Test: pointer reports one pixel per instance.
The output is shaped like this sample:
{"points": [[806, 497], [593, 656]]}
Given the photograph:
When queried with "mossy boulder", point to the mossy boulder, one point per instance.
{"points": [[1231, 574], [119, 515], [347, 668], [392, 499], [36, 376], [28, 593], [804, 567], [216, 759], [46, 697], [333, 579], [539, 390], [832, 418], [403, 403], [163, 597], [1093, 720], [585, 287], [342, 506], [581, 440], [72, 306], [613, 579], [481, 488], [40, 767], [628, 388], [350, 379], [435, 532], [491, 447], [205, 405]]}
────────────────────────────────────────
**REQUIRED WORK**
Using the records above, please repeat the line with "When queried with" and every line after it exactly, and give no other text.

**ANSWER SECTION**
When queried with "mossy boulder", point to the mossy boulder, one point per instance.
{"points": [[1231, 574], [119, 515], [347, 668], [392, 499], [36, 376], [28, 593], [804, 567], [216, 759], [46, 697], [333, 579], [539, 390], [832, 418], [403, 403], [163, 597], [1093, 720], [585, 287], [342, 506], [581, 440], [72, 306], [613, 579], [481, 488], [40, 767], [628, 388], [350, 379], [435, 532], [491, 447], [205, 405]]}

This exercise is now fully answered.